**Source text:**
On many other issues, the same debate between personal rights and community interests exists.  The right to operate a business relatively free of government regulation is the conservative mantra, countered by liberal demands to address the social costs of the damage businesses can do.  When the subject turns to recreational pot, it's often liberals asking the government to leave them alone, while many conservatives worry about the impact on people and their communities.

American history began with a demand for rights, but it also began with concern about social responsibilities.  Amidst our incessant clamor for freedom, we forget this.  When the Arabella entered Boston harbor in 1630, Puritans were looking for the right to practice religion as they wished.  While still onboard, however, Jonathan Winthrop reminded them that "Wee must be willing to abridge ourselves of our superfluities, for the supply of others necessities." 

The seesaw between personal freedom and social obligations has waxed and waned.  The last fifty years, however, has seen an imbalance: the demand for more rights without a corresponding balance with the need for social responsibility.

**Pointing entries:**
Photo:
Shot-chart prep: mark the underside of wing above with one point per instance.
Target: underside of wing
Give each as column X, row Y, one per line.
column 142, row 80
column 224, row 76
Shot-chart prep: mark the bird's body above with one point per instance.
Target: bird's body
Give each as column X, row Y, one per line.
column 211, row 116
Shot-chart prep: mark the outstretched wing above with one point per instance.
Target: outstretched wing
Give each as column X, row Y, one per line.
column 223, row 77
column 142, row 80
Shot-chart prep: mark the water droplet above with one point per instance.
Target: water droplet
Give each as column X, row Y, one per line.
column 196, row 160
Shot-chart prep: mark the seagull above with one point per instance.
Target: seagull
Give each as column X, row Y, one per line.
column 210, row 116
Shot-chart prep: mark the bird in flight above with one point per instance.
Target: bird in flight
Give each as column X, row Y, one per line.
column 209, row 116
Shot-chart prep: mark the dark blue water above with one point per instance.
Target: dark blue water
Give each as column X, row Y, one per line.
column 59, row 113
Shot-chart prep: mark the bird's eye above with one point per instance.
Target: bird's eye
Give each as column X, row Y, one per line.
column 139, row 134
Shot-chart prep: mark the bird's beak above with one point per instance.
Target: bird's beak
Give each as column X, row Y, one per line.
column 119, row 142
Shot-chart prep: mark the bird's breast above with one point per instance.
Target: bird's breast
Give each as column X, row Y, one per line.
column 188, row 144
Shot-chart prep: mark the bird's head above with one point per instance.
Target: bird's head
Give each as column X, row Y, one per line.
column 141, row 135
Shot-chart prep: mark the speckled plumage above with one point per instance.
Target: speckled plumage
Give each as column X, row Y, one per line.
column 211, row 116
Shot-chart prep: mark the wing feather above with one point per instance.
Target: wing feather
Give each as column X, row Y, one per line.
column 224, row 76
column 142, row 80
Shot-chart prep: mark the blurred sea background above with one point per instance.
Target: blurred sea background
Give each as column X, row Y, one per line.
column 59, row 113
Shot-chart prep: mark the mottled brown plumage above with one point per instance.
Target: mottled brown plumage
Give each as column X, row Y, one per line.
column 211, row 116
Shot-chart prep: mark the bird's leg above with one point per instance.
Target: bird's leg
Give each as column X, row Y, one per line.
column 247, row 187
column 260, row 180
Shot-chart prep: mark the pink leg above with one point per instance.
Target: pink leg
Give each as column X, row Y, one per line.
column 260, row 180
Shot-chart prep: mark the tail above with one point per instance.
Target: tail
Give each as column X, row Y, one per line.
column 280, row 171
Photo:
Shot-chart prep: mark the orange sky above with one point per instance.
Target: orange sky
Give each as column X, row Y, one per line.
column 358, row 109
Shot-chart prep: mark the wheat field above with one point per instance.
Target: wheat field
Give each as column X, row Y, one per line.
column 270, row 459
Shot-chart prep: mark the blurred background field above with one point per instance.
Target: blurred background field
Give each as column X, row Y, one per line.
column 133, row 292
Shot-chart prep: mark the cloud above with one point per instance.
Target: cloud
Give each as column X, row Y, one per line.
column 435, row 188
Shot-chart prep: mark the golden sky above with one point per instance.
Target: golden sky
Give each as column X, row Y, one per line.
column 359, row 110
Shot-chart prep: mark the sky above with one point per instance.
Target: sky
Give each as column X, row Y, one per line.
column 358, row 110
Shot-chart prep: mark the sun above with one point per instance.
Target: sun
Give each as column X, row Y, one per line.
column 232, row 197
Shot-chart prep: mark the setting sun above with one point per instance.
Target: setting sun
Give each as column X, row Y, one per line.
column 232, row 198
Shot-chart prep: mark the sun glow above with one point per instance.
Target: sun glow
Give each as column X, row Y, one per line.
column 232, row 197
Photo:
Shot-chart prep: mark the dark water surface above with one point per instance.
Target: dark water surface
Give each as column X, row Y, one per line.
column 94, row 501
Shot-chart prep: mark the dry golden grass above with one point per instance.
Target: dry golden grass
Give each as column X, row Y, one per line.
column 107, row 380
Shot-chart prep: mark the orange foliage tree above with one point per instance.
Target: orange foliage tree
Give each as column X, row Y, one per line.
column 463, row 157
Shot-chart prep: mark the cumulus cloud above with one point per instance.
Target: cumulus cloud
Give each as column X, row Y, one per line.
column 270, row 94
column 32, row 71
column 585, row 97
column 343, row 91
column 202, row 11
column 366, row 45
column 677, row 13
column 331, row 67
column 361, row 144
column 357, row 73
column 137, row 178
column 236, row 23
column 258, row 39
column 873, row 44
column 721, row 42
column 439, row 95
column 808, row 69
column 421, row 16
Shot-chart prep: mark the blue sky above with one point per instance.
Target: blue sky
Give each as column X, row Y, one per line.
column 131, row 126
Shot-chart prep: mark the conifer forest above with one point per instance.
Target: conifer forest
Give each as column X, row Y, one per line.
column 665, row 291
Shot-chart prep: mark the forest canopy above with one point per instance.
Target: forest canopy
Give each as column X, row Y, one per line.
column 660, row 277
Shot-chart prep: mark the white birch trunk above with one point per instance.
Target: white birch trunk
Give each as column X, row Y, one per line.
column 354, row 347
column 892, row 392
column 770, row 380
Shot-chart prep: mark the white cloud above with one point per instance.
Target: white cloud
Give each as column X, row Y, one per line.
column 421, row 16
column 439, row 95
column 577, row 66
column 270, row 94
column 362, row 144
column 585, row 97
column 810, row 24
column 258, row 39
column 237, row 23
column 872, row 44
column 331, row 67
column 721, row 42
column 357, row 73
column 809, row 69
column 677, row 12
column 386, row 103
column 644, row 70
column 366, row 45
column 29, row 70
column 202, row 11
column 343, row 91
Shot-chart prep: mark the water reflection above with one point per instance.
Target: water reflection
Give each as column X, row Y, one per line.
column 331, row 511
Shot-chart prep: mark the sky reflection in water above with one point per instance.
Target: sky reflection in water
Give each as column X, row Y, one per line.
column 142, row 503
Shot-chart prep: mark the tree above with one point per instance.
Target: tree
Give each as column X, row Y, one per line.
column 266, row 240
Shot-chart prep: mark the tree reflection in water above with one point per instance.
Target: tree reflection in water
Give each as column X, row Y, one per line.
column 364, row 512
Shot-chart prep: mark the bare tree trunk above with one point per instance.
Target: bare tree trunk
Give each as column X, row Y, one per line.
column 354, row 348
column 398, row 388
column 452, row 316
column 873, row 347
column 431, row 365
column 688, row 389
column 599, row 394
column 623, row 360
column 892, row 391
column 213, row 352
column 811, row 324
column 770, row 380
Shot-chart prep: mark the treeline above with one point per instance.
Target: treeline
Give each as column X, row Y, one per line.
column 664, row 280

**Tasks to perform:**
1. Collect every line of the entries that contains the string "blue", treating uppercase and lowercase as different.
2. Continue the essay on personal rights and social responsibility, starting after its last sentence.
The essay on rights and social responsibility and the entries come from separate sources.

**Task responses:**
1.
Shot-chart prep: mark the dark blue water above with one point per instance.
Target: dark blue water
Shot-chart prep: mark the blue sky above with one point per instance.
Target: blue sky

2.
American culture and commerce have mushroomed with a focus on the individual, from the inward-focused "me-generation" to the struggle for rights among women, those with disabilities, ethnic and racial minorities, the aged, and those with varied sexual and marriage preferences.  A great deal of good has come from this.  Along a similar trajectory, business and industry have demanded the right to grow with less regulation, and a great deal of good has come from this. 

The need to weigh personal rights against their social impact has been a lesser worry for liberals, and the need to weigh business rights against their social impact has been a lesser concern for conservatives.  But the growth of rights is not an unalloyed good.  Social media, for example, provides a platform for nearly unfettered personal freedom of expression.  At the same time, they constitute a largely unregulated Petri dish on which personal and societal damage can grow.  From lies, distortions of fact, and election meddling to the destruction of lives through bullying, trolling, and child pornography, protection of society has lagged behind personal freedom.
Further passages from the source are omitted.